# Start of ENTRIES

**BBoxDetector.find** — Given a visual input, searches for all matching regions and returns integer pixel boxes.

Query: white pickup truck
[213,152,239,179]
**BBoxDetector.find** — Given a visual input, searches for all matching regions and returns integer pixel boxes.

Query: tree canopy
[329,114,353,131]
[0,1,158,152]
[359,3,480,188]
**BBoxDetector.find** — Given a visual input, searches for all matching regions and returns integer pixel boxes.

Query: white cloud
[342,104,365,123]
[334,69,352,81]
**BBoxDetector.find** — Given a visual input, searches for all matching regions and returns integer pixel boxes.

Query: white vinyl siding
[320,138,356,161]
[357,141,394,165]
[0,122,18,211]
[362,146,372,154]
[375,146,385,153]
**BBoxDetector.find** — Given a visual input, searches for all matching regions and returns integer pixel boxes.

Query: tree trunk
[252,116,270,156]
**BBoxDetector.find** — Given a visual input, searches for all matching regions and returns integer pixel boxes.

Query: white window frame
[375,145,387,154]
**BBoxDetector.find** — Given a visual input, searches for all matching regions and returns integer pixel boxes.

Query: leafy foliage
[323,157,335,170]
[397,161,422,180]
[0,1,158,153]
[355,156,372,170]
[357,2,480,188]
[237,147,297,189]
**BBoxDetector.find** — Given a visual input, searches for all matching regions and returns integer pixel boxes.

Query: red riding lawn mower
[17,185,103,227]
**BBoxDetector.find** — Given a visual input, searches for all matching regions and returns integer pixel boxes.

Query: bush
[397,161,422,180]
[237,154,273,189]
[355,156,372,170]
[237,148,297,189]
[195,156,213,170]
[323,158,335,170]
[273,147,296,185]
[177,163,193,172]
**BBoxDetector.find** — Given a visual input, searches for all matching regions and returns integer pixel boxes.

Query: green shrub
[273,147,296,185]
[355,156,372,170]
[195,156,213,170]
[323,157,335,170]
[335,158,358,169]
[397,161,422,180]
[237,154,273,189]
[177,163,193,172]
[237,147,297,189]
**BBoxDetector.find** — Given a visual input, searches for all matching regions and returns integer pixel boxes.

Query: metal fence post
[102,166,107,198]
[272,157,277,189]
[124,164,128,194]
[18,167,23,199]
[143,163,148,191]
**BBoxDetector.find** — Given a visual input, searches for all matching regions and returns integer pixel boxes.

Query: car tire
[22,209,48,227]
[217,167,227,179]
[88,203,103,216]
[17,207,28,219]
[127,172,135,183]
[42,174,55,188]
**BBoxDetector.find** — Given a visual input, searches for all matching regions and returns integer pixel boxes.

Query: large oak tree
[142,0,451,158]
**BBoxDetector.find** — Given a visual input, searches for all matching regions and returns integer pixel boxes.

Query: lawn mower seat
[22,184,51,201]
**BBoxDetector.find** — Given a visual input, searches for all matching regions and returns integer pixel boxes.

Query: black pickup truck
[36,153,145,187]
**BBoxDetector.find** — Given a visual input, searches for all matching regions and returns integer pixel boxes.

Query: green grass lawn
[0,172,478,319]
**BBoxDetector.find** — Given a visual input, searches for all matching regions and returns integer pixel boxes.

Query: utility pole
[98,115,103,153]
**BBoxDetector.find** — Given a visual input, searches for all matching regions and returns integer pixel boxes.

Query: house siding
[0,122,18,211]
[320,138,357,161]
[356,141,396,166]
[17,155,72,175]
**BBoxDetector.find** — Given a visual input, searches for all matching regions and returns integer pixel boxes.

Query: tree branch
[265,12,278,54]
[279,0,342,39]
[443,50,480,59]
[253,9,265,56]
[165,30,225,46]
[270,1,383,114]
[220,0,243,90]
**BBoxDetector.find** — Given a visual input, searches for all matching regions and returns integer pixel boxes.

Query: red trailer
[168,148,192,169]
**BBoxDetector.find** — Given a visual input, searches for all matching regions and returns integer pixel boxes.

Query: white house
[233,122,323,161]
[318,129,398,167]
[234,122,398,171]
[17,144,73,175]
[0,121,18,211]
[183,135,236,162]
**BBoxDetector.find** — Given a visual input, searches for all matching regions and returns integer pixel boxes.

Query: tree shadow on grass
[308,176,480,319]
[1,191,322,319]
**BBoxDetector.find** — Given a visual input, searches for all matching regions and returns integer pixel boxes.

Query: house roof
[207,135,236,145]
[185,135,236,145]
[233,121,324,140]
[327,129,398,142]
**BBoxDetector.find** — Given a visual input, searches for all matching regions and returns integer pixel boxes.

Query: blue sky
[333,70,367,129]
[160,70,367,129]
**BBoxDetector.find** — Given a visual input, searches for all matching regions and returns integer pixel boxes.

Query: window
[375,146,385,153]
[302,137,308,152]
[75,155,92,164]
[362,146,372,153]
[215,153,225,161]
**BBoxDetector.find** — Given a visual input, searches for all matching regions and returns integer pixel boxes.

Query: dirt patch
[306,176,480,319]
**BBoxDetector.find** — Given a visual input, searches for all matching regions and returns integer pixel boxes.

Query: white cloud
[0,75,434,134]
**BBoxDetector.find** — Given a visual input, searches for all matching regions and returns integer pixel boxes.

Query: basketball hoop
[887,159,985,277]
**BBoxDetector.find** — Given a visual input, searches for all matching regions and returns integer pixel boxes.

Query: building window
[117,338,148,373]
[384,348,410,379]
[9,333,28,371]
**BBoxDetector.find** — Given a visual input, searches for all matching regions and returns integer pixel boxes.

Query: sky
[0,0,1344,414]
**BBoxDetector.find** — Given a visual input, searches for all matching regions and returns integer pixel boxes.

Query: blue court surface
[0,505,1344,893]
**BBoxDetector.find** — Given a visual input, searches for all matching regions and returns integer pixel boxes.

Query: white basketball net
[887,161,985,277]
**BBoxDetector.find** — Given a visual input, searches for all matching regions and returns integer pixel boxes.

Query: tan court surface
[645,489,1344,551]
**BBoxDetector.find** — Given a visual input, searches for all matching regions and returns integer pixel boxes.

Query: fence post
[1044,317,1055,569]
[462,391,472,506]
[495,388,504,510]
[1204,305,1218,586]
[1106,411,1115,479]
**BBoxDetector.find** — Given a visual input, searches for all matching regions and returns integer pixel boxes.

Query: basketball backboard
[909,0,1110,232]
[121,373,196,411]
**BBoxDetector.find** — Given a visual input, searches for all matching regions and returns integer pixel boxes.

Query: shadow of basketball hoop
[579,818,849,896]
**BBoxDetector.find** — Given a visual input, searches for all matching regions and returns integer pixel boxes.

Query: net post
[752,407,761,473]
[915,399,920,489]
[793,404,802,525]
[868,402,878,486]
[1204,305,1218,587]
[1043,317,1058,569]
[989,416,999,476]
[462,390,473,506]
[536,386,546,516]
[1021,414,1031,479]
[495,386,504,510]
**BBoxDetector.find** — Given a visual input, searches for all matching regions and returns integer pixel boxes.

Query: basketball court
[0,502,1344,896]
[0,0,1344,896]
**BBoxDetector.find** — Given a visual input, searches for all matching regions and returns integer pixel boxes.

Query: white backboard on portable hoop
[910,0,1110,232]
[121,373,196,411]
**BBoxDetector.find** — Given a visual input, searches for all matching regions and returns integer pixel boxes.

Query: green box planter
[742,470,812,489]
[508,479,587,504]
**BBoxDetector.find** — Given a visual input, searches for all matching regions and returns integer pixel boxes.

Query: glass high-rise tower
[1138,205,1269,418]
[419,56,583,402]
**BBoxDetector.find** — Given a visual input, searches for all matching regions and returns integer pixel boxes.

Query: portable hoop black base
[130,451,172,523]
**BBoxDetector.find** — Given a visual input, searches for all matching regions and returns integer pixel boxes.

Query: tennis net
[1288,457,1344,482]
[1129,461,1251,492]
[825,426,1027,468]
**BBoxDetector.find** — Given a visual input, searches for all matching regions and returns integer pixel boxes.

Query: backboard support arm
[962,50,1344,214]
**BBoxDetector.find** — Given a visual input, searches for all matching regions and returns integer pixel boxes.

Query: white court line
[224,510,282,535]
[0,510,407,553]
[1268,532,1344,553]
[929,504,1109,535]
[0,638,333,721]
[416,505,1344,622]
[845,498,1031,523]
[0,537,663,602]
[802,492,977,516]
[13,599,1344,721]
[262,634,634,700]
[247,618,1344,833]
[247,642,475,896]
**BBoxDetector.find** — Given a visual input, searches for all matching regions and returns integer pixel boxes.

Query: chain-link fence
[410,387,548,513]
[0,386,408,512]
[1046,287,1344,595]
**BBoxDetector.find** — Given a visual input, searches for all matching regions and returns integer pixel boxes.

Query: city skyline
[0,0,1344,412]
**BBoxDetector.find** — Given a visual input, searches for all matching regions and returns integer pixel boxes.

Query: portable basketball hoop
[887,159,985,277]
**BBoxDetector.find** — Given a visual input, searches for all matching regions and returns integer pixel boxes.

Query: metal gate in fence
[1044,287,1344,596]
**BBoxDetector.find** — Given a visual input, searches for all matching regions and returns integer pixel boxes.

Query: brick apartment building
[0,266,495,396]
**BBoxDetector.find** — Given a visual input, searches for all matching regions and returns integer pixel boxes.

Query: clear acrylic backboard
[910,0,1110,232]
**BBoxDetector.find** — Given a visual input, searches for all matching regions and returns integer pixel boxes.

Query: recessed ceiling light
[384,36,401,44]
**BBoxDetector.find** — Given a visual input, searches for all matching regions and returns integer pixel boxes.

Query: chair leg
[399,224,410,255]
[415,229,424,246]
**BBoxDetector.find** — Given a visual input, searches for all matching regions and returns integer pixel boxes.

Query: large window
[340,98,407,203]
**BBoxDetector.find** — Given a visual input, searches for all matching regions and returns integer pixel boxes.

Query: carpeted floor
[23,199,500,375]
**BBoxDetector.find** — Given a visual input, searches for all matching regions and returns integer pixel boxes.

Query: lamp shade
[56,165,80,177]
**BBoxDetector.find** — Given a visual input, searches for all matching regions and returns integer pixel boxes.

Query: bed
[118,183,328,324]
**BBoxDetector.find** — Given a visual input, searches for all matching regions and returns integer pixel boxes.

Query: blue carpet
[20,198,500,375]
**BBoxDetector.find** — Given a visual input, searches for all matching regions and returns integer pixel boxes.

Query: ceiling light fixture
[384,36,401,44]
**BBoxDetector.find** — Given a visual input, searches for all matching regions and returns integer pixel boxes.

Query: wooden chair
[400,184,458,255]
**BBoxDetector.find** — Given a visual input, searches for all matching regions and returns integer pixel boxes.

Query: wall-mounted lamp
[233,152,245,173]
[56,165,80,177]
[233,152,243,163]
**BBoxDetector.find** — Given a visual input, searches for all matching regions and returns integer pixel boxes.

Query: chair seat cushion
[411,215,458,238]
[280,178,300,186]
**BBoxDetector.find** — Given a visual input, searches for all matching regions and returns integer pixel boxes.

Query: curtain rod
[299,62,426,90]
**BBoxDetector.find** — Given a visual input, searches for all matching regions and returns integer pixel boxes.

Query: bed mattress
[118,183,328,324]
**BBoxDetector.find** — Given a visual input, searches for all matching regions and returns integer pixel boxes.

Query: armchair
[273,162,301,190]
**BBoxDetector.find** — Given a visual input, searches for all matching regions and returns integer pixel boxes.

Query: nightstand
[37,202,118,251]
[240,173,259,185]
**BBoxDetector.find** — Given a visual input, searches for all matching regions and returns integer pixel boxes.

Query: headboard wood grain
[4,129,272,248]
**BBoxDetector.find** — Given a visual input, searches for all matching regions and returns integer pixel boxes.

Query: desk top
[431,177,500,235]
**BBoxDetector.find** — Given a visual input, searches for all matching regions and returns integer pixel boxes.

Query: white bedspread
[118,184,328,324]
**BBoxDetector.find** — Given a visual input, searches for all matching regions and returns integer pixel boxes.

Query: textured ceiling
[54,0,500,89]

# End of ENTRIES

▶ [TO DO]: Pull out every line of the records above that contains the word "seat", and copy each one in full.

▶ [EXPECTED ANSWER]:
Query: lawn mower seat
Query: chair seat cushion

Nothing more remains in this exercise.